Graça Morais · 2011: A Caminhada do Medo


Graça Morais
2011: A Caminhada do Medo
desenho e pintura
20 de Outubro a 20 de Novembro

Série A Caminhada do Medo X | Pastel e carvão s/papel 150 x 111 cm 2011

Série A Caminhada do Medo IX | Pastel e carvão s/papel 150 x 111 cm 2011

Série A Caminhada do Medo V | Pastel e carvão s/papel 150 x 111 cm 2011

5. A ARTISTA EXILADA
Laura Castro1

Desengane-se aquele que lê o título como alusão a um exílio neo-romântico, refúgio campestre, fuga da cidade ao encontro da ruralidade poética e da autenticidade rústica porque não é isso que está em causa nem tão pouco o meio rural tem, na obra de Graça Morais, estas conotações. Se convoca a ancestralidade de certas práticas, fá-lo no confronto com a dureza e a austeridade do campo e, no núcleo de obras produzido na viragem do século, diante das transformações movidas por comunidades emigradas que não são imunes ao progresso.
Graça Morais vive, portanto, a sua condição de exilada no meio urbano. O desterro na cidade pode ser, hoje, mais silencioso do que o reduto aldeão onde, particularmente no Verão, a presença dos veraneantes intensifica o ruído, deixando a cidade mais calma. Mas desiluda-se também quem espera ver a temática urbana directamente vertida para o seu trabalho.
Desde há vários anos que a actividade de Graça Morais se divide pelos dois ateliers que mantém em Trás-os-Montes e em Lisboa e, apesar das dificuldades que essa repartição acarreta, em geral, há sempre trabalho iniciado num e noutro espaço. Por vezes, trabalho contrastante entre um registo mais delicado, em torno das temáticas florais e das ramagens primaveris, e um registo mais dramático e exigente dominado pela dimensão humana. Nem sempre os dois lugares de criação espelham dois circuitos paralelos, mas pode ser que tal confronto aconteça. Deste modo, a coesão temática e formal de cada série produzida pode corresponder a esta circunstância conjuntural, tal como responde a outras relacionadas com uma estação do ano, uma estadia particular, um acontecimento localizado e datado.

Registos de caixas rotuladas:

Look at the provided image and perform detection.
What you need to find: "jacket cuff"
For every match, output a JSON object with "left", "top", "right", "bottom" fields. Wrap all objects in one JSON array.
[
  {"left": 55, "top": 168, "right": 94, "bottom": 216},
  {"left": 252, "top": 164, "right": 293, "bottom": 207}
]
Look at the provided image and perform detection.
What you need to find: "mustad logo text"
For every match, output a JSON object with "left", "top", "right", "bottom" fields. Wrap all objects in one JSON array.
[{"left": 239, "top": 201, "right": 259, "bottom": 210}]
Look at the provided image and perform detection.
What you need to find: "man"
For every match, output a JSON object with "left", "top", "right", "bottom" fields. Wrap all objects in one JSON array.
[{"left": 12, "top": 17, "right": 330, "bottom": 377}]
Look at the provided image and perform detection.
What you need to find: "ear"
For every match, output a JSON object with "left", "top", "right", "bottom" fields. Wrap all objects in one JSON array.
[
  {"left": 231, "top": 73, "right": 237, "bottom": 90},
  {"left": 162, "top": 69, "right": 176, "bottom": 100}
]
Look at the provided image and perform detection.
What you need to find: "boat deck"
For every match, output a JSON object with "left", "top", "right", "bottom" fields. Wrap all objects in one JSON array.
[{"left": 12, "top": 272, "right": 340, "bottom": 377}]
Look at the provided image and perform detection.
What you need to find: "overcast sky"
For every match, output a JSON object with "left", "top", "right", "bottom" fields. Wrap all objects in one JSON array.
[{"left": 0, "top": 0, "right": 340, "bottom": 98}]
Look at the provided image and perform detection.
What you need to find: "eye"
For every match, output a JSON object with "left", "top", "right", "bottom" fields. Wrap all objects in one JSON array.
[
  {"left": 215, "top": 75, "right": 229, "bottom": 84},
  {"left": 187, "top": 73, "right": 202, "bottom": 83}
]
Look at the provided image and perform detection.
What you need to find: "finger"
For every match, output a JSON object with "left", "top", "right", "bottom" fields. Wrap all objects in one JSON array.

- _TAREFAS_
a) Indique, por favor, se cada afirmação está de acordo com o excerto sobre Graça Morais, respondendo sim ou não e citando literalmente as palavras do excerto que o decidem: (i) a artista mantém ateliers em Trás-os-Montes e em Lisboa; (ii) o título alude a um exílio neo-romântico em refúgio campestre; (iii) Graça Morais vive a sua condição de exilada no meio rural.
b) Extraia da listagem todas as linhas que contêm a palavra "What", tendo em conta as maiúsculas e minúsculas.
O excerto e a listagem não têm qualquer relação entre si.

- _RESOLUÇÃO DAS TAREFAS_
a)
(i) Sim: «dois ateliers que mantém em Trás-os-Montes e em Lisboa».
(ii) Não: «não é isso que está em causa».
(iii) Não: «Graça Morais vive, portanto, a sua condição de exilada no meio urbano».

b)
What you need to find: "jacket cuff"
What you need to find: "mustad logo text"
What you need to find: "man"
What you need to find: "ear"
What you need to find: "boat deck"
What you need to find: "overcast sky"
What you need to find: "eye"
What you need to find: "finger"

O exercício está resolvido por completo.